DANS QUEL MONDE VIVONS-NOUS ?
Document de travail pour la première rencontre internationale préparatoire du 16 au 18 octobre 1998
Nous marcherons pour l'élimination de la pauvreté et de la violence faite aux femmes
Nous vivons dans un monde où, à l'aube de l'an 2000, existent encore de profonds déséquilibres entre le Nord et le Sud, les riches et les pauvres, les femmes et les hommes, les êtres humains et la nature.
Nous vivons dans un monde où une globalisation des marchés sans contrainte aucune et une spéculation effrénée entraînent une pauvreté extrême. Un milliard trois cent millions de personnes, dont 70% de femmes et d'enfants vivent dans un état de pauvreté absolue. Un monde qui a faim, où 20% des plus riches accaparent 83% du revenu mondial.
Nous vivons dans un monde où l'État abandonne ses responsabilités et ses obligations face à la dictature des marchés. Un monde où les institutions mondiales comme la Banque mondiale et le Fonds monétaire international imposent leurs règles aux États sous forme de politiques d'ajustements structurels.
Nous vivons dans un monde où la discrimination à l'égard des femmes constitue la source principale des inégalités entre les femmes et les hommes. Un monde où depuis l'origine des temps, les femmes contribuent au développement de l'humanité sans que leur travail soit véritablement reconnu. Ainsi, même si elles fournissent en réalité les 2/3 des heures de travail, elles ne retirent qu' 1/10 du revenu mondial. Depuis la nuit des temps, l'économie quel que soit l'adjectif qui la qualifie se fonde largement sur le travail des femmes, rémunéré ou non, visible ou invisible.
Nous vivons dans un monde où les violences à l'égard des femmes continuent d'être une réalité universelle. Violence conjugale, agressions sexuelles, mutilations génitales, viols en temps de guerre, voilà le lot de milliers de femmes. Le racisme et l'homophobie viennent aggraver ce sombre portrait.
La Marche des femmes à l'échelle planétaire entend répondre à la vision néolibérale de l'économie et de l'organisation sociale par la mondialisation des solidarités. Elle entend aussi dénoncer toutes les formes de violence faites aux femmes. C'est au cours d'un atelier au Forum des ONG sur les femmes en Chine ( 1995) que La Marche mondiale des femmes en l'an 2000 a été proposée par des Québécoises comme pouvant être une action mobilisatrice de toutes les femmes du monde.
Dans quel monde voulons-nous vivre?

**ÉNONCÉ:** Poursuivez, s'il vous plaît, le document de travail sur la Marche mondiale des femmes après la question « Dans quel monde voulons-nous vivre? ». La liste ci-dessous n'est pas nécessaire.

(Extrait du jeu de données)
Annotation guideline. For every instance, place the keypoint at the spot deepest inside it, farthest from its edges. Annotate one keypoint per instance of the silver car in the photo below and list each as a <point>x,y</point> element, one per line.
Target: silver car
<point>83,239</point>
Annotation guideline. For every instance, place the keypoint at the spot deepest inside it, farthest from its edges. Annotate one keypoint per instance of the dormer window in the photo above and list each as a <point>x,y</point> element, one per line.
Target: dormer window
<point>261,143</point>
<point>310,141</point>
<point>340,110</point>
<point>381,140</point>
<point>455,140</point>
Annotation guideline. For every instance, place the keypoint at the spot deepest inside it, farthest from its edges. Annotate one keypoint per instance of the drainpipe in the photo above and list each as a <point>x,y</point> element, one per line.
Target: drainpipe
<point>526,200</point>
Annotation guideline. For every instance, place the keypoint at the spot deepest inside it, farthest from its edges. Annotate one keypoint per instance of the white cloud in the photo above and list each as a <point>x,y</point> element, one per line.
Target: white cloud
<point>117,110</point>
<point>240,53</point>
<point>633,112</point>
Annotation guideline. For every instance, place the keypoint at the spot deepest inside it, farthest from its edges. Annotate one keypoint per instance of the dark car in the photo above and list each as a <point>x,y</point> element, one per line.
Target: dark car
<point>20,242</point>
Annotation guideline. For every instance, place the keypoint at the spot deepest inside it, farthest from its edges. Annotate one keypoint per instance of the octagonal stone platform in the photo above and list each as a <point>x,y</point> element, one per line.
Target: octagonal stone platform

**RÉPONSE:**
Les femmes du monde entier marcheront parce qu'elles entendent faire du troisième millénaire un siècle où s'inscrira à jamais l'exercice de leurs droits fondamentaux indissociables des droits humains universels, où l'ensemble des droits de la personne sont interdépendants, où l'égalité, la justice, la paix et la solidarité sont les valeurs dominantes;
Les femmes du monde marcheront parce qu'elles savent qu'elles ont la responsabilité de prendre part à la vie politique, économique, culturelle et sociale;
Les femmes du monde marcheront contre toutes les formes de violence et de discrimination qu'elles subissent;
Les femmes du monde marcheront pour mettre en commun des alternatives de coopération et de partage orientées vers d'indispensables changements.
Les femmes marcheront pour affirmer leur espoir de vivre dans un monde nouveau.
1) Nous marcherons pour éliminer la violence faite aux femmes
La violence faite aux femmes désigne tous actes de violence dirigés contre le sexe féminin et causant ou pouvant causer aux femmes un préjudice ou des souffrances physiques, sexuelles ou psychologiques, y compris la menace de tels actes, la contrainte ou la privation arbitraire de liberté, que ce soit dans la vie publique ou dans la vie privée. Elle constitue une violation des droits de la personne humaine et des libertés fondamentales et empêche partiellement ou totalement les femmes de jouir desdits droits et libertés. (Définition synthèse de la Déclaration et du Programme d'action de la Quatrième conférence mondiale des Nations Unies sur les femmes , Beijing 1995)
Dans quel monde vivons-nous ? Quelques constats :
La violence à l'égard des femmes traduit des rapports de force historiquement inégaux entre les hommes et les femmes et elle constitue juridiquement une violation des droits humains et des libertés fondamentales. C'est une réalité universelle: elle s'exerce dans toutes les sociétés quelles que soient la classe sociale, le revenu et la culture.
La violence physique, sexuelle et psychologique à l'égard des femmes au sein de la famille se traduit par des coups, des sévices sexuels, les mutilations génitales et autres pratiques traditionnelles préjudiciables aux femmes et aux fillettes, le viol conjugal, les violences liées à la dot, la violence non conjugale et celle liée à l'exploitation.
La violence physique, sexuelle et psychologique à l'égard des femmes s'exerce au sein de la collectivité notamment par des coups, le viol, les sévices sexuels, le harcèlement sexuel et l'intimidation au travail, le proxénétisme et la prostitution forcée. La marchandisation accrue du corps des femmes est en relation avec leur appauvrissement causé largement par un libéralisme économique débridé.
La violence physique, sexuelle et psychologique est perpétrée ou tolérée par des États qui font primer les coutumes et les traditions sur les droits fondamentaux.
La violence touche toutes les femmes mais particulièrement celles qui sont les plus vulnérables : les femmes qui appartiennent à des minorités, les femmes autochtones, les réfugiées, les femmes migrantes, les femmes sans ressources, les petites filles, les femmes handicapées, les lesbiennes, les aînées etc.
Les zones de conflit armé constituent des lieux où les actes de violence à l'égard des femmes s'exercent comme armes de guerre notamment par le meurtre, le viol systématique, les sévices et l'esclavage sexuels, les prises d'otages et aussi les grossesses forcées.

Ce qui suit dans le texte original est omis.